Please copy the lens problem solution below word for word, reproducing every line in full.

SELECTED PASSAGE:
============================================================

Chapter 34: Q41P (page 1040)

A lens is made of glass having an index of refraction of 1.5. One side of the lens is flat, and the other is convex with a radius of curvature of 20 cm(a) Find the focal length of the lens. (b) If an object is placed 40 cmin front of the lens, where is the image?

Short Answer

Expert verified

The focal length of the lens is +40cm.
If an object is placed 40 cm in front of the lens, then the image will be at $\infty$ .

Step by step solution

Listing the given quantities

$n = 1.5 r_{1} = \infty r_{2} = - 20 cm p = 40 cm$

Understanding the concepts of lens maker equation

Using lens maker’s equation, we can find the focal length for the given lens. We can find the image distance by using the equation for the thin lens.

============================================================

GIVEN MATERIAL:
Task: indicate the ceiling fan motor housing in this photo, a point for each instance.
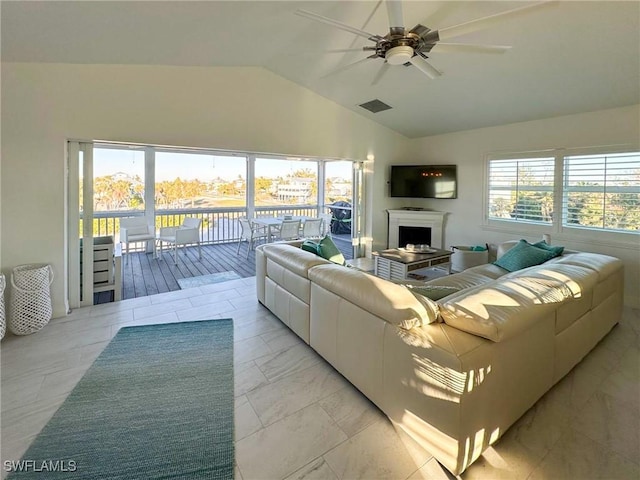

============================================================

FINISHED TASK:
Chapter 34: Q41P (page 1040)

A lens is made of glass having an index of refraction of 1.5. One side of the lens is flat, and the other is convex with a radius of curvature of 20 cm(a) Find the focal length of the lens. (b) If an object is placed 40 cmin front of the lens, where is the image?

Short Answer

Expert verified

The focal length of the lens is +40cm.
If an object is placed 40 cm in front of the lens, then the image will be at $\infty$ .

Step by step solution

Listing the given quantities

$n = 1.5 r_{1} = \infty r_{2} = - 20 cm p = 40 cm$

Understanding the concepts of lens maker equation

Using lens maker’s equation, we can find the focal length for the given lens. We can find the image distance by using the equation for the thin lens.